WORK TASK — Could you please output all of the records exactly?
INPUT DATA below:
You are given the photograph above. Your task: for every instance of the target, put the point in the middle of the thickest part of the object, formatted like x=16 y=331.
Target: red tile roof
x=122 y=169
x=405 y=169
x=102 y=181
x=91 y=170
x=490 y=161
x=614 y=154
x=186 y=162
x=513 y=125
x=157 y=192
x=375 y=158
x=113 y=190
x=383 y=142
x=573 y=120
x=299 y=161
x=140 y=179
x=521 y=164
End of INPUT DATA.
TASK RESULT —
You are given the photograph above. Your task: for every instance of the target, put the point in the middle of the thickest part of the object, formatted like x=16 y=331.
Target: red tile roof
x=122 y=169
x=405 y=169
x=102 y=181
x=91 y=170
x=490 y=161
x=614 y=154
x=186 y=162
x=513 y=125
x=157 y=192
x=375 y=158
x=113 y=190
x=383 y=142
x=573 y=120
x=299 y=161
x=140 y=179
x=521 y=164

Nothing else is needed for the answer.